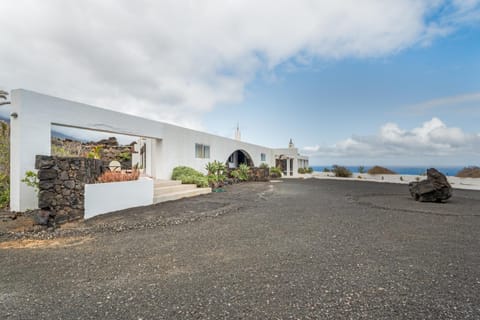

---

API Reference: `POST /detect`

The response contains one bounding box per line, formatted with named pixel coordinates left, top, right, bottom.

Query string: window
left=261, top=153, right=266, bottom=161
left=195, top=143, right=210, bottom=159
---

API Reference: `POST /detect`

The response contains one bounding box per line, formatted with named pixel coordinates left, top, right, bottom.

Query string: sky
left=0, top=1, right=479, bottom=166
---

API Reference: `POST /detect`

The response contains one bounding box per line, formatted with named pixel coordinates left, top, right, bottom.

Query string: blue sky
left=205, top=16, right=480, bottom=166
left=1, top=1, right=479, bottom=166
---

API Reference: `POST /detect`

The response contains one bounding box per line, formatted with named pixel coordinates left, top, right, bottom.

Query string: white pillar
left=10, top=90, right=51, bottom=211
left=286, top=157, right=291, bottom=177
left=292, top=157, right=298, bottom=176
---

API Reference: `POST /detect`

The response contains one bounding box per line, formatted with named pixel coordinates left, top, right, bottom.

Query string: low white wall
left=84, top=178, right=153, bottom=219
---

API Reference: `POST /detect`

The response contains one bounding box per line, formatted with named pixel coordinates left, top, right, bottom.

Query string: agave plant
left=237, top=163, right=250, bottom=181
left=205, top=160, right=226, bottom=189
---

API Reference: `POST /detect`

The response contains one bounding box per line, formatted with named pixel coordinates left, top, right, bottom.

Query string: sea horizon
left=311, top=165, right=469, bottom=176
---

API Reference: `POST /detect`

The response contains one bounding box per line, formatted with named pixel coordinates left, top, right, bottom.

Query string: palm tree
left=0, top=90, right=10, bottom=105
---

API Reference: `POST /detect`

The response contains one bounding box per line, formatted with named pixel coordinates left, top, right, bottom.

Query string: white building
left=9, top=89, right=308, bottom=211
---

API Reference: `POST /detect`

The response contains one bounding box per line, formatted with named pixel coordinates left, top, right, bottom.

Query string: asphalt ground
left=1, top=179, right=479, bottom=319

____

EXERCISE INSTRUCTIONS >>
The task calls for all records to be set down precisely, excluding any images.

EXERCISE ANSWER >>
---

API Reference: `POST /detect`

The response contains one bounding box per line, formatted with named pixel coordinates left, top, right, bottom.

Query string: window
left=261, top=153, right=266, bottom=161
left=195, top=143, right=210, bottom=159
---

API Reference: `POST /detect`

The response contains one bounding box per line, formatted with named pixel coordinates left, top, right, bottom.

Query string: sky
left=0, top=1, right=479, bottom=166
---

API Reference: `POST /detect`

The response contains one bounding box per line, formatted with named pixel coordinates left, top, right, bottom.

Query string: blue sky
left=205, top=16, right=480, bottom=166
left=1, top=1, right=479, bottom=166
---

API Reference: `POST /detect`

The response contains one bounding box per line, formatted with named pixel coordinates left, top, right, bottom.

Query string: white pillar
left=10, top=90, right=51, bottom=211
left=286, top=157, right=291, bottom=177
left=292, top=157, right=298, bottom=176
---

API Reference: `POST /detect`

The response contains one bounding box per line, formatted with named pixel coordinates left, top, right, bottom.

Query string: low white wall
left=84, top=178, right=153, bottom=219
---

API Reference: `POST /detect`

The response contains one bounding box per line, formatted with named pixel coordinates left, top, right, bottom.

Query string: agave plant
left=237, top=163, right=250, bottom=181
left=205, top=160, right=226, bottom=189
---

API Reference: `POST /detect`

The response contains one bounding box per line, formatted with named pixel coordinates left, top, right, bottom.

Query string: sea horizon
left=311, top=165, right=469, bottom=176
---

API Reference: `POST /detect`

The response contains one bounding box per line, formatted with named pixel coordinates left, top, right, bottom.

Query string: palm tree
left=0, top=90, right=10, bottom=105
---

API Reference: `POST /detect`

The response contains one bounding box per line, formatted with named pixel coordinates left, top, right, bottom.

Query string: white building
left=9, top=89, right=308, bottom=211
---

API Reference: `POST /detect`

The response contains one bounding box per line, formatted with named pixel coordinates left, top, right, bottom.

Query string: asphalt ground
left=1, top=179, right=479, bottom=319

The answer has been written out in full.